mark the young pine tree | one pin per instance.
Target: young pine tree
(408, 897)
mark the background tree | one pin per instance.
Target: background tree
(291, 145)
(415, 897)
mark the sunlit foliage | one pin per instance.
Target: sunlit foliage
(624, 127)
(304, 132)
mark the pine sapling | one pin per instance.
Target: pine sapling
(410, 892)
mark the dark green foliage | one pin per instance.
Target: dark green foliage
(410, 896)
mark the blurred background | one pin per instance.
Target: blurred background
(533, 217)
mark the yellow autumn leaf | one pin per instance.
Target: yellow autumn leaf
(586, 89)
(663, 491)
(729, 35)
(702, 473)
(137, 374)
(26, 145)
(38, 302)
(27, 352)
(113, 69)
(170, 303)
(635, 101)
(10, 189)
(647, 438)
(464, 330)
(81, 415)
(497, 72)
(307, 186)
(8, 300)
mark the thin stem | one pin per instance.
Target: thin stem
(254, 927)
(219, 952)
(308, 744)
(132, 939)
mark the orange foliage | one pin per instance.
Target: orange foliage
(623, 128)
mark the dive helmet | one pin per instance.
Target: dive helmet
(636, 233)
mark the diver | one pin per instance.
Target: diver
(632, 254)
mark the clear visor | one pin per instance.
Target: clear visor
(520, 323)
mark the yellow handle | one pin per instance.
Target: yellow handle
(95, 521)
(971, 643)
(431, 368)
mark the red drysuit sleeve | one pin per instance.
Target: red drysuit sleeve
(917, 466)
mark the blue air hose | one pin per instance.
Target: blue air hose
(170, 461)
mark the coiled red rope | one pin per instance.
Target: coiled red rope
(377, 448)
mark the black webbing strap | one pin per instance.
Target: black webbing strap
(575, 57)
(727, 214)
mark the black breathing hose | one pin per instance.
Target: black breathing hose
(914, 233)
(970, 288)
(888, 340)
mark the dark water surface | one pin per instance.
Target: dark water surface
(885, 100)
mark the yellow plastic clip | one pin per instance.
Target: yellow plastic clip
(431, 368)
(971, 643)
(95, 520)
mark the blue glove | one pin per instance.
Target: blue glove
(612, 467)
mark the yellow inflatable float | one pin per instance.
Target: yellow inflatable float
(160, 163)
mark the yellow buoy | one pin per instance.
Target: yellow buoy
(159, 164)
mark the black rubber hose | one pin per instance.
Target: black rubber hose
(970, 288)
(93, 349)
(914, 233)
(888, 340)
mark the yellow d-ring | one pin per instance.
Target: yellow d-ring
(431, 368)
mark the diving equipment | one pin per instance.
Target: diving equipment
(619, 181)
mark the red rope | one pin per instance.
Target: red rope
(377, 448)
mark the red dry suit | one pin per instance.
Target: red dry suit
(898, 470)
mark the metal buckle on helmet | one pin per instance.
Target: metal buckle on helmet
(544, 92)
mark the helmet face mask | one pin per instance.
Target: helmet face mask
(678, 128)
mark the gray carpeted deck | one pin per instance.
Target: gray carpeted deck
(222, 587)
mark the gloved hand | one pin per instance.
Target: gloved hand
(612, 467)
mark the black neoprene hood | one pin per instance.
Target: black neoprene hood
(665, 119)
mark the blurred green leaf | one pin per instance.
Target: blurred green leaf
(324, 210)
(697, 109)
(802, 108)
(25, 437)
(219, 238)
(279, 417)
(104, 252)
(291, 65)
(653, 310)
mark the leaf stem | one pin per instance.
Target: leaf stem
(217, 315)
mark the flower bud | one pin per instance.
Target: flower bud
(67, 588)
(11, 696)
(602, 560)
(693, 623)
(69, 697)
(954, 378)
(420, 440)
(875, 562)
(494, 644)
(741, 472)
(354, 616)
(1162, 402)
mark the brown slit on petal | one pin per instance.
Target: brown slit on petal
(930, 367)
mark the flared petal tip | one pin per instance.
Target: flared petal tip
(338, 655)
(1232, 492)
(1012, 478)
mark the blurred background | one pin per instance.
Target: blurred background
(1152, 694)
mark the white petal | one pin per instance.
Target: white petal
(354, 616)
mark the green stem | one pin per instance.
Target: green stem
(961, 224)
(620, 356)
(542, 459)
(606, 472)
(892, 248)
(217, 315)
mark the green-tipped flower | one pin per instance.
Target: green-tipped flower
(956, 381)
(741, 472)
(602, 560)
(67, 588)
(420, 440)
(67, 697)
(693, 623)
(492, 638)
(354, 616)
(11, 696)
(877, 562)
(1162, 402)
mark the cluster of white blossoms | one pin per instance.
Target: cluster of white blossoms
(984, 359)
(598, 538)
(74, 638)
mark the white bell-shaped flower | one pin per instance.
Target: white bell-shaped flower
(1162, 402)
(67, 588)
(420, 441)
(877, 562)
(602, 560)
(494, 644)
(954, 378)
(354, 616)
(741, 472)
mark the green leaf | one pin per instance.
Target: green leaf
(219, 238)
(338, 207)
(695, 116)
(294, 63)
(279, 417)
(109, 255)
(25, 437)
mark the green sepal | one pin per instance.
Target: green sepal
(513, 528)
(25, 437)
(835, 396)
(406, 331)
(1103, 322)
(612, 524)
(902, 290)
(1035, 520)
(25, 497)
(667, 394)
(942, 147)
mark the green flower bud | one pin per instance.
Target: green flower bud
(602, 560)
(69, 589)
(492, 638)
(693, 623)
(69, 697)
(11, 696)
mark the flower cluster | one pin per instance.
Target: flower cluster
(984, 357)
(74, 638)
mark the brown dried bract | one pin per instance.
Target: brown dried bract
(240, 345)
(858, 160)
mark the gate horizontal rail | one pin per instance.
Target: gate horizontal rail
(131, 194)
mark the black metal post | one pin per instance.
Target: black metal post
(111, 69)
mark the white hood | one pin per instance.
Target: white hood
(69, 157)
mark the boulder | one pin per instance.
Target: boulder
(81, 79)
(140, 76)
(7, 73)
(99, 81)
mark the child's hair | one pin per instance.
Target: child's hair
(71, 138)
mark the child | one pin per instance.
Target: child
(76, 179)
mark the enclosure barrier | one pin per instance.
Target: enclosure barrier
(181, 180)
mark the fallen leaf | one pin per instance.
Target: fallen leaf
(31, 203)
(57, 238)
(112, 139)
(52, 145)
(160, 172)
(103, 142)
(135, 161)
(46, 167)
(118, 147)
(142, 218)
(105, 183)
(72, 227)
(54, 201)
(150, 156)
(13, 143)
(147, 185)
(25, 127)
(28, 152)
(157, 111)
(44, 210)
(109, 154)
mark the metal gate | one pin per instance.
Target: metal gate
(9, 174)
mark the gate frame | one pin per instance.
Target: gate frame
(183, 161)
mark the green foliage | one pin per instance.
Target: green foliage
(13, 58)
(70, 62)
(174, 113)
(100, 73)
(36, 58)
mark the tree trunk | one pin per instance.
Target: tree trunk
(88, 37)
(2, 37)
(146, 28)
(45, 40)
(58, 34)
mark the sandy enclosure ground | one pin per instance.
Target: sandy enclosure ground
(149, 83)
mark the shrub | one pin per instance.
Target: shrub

====

### [STATED TASK]
Write out again, unchanged, every line from the line containing "mark the fallen leaf | one pin per instance." to the final line of the material above.

### [EXERCISE SOLUTION]
mark the fallen leaf | one pin per instance.
Target: fallen leaf
(31, 203)
(57, 238)
(112, 139)
(52, 145)
(160, 172)
(103, 142)
(135, 161)
(46, 167)
(118, 147)
(142, 218)
(105, 183)
(72, 227)
(54, 201)
(150, 156)
(13, 143)
(147, 185)
(25, 127)
(28, 152)
(157, 111)
(44, 210)
(109, 154)
mark the metal gate | one pin per instance.
Target: metal gate
(9, 174)
mark the gate frame | one pin per instance.
Target: gate frame
(183, 161)
mark the green foliage | one pin per instance.
Target: green foliage
(13, 58)
(70, 62)
(174, 113)
(100, 73)
(36, 58)
mark the tree trunk | one pin per instance.
Target: tree trunk
(88, 37)
(2, 37)
(146, 28)
(45, 40)
(58, 34)
mark the sandy enclosure ground | one pin per instance.
Target: sandy enclosure ground
(149, 83)
mark the shrub | one pin per instance.
Target: shrub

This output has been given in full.